== Segment start ==

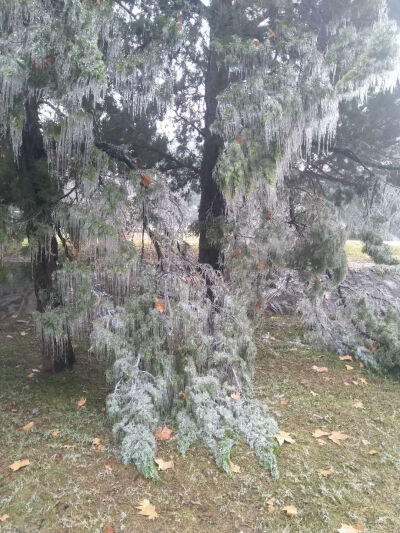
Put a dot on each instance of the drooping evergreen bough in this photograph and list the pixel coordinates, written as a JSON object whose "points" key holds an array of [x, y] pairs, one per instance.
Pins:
{"points": [[244, 89]]}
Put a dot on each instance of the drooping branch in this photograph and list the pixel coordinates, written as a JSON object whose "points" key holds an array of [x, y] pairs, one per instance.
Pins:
{"points": [[117, 153]]}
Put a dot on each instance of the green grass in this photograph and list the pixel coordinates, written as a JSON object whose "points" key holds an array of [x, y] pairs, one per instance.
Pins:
{"points": [[356, 255], [86, 491]]}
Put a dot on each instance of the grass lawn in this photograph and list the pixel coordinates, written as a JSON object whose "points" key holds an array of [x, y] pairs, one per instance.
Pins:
{"points": [[72, 485]]}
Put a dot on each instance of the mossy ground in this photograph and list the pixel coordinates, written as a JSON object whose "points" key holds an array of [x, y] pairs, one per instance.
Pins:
{"points": [[70, 487]]}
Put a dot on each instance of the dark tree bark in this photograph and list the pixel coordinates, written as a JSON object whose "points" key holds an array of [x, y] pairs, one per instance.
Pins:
{"points": [[33, 166], [212, 204]]}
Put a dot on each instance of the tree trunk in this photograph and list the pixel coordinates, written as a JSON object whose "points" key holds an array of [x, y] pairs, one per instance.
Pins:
{"points": [[33, 164], [212, 208]]}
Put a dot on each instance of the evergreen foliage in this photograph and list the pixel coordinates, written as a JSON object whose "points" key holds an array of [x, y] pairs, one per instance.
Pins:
{"points": [[94, 85]]}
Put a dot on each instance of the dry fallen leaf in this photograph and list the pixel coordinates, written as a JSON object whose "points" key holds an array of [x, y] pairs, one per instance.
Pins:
{"points": [[163, 433], [318, 433], [81, 402], [337, 436], [146, 180], [163, 465], [351, 529], [235, 468], [271, 506], [290, 510], [320, 368], [19, 464], [325, 473], [147, 509], [27, 426], [282, 437], [159, 305]]}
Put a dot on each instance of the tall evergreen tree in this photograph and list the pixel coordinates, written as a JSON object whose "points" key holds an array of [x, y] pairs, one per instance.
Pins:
{"points": [[243, 89]]}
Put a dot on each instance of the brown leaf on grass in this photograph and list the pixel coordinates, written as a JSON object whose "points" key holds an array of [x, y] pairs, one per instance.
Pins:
{"points": [[81, 402], [19, 464], [325, 473], [159, 305], [163, 433], [163, 465], [271, 506], [337, 436], [373, 452], [346, 528], [147, 509], [146, 180], [320, 368], [235, 468], [290, 510], [27, 426], [283, 437], [318, 433]]}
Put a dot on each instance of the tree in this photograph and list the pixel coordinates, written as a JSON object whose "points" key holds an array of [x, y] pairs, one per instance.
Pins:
{"points": [[247, 88]]}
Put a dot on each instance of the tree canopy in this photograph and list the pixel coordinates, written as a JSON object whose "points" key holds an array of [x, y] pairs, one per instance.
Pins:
{"points": [[113, 113]]}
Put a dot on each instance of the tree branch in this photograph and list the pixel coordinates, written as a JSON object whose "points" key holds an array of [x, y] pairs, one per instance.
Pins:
{"points": [[115, 152]]}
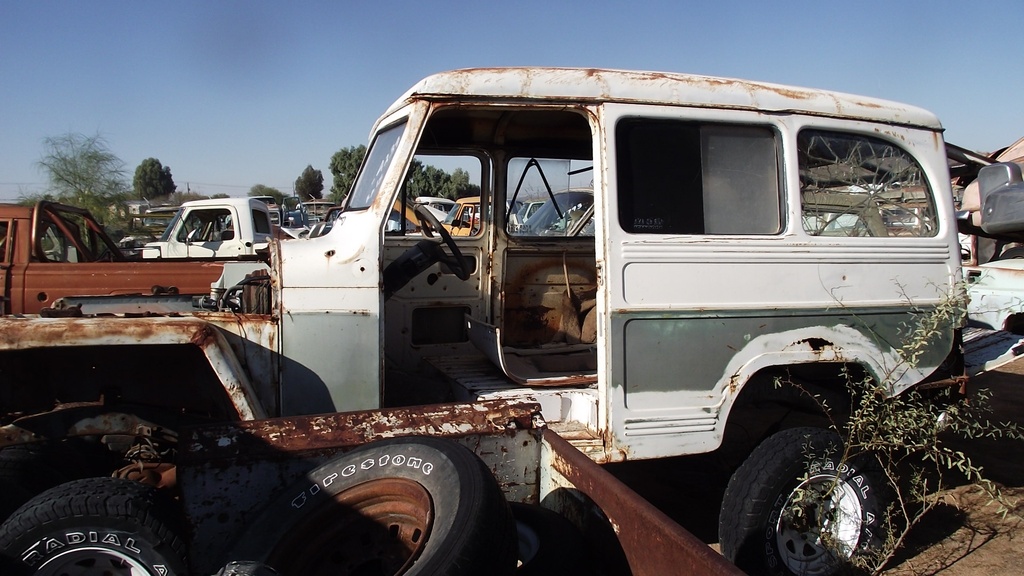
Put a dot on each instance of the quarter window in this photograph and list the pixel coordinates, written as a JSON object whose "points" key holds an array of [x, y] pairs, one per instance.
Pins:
{"points": [[853, 184], [686, 177]]}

== Segment end ==

=== REQUIRED ACTION ===
Check each line of the records for the word "branch" and extract those that contain it.

=== EXERCISE ANSWER ===
Put a dot on each instance of the drooping branch in this photograph and list the pixel coordinates, written as a JSON object whose "points" key holds an array of [x, y] pairs, one per instance.
Put a dot on each instance of the tree branch in this photograph and list the pixel coordinates, written as a JSON object whose "points" key holds an array of [x, y] pairs, one per instance.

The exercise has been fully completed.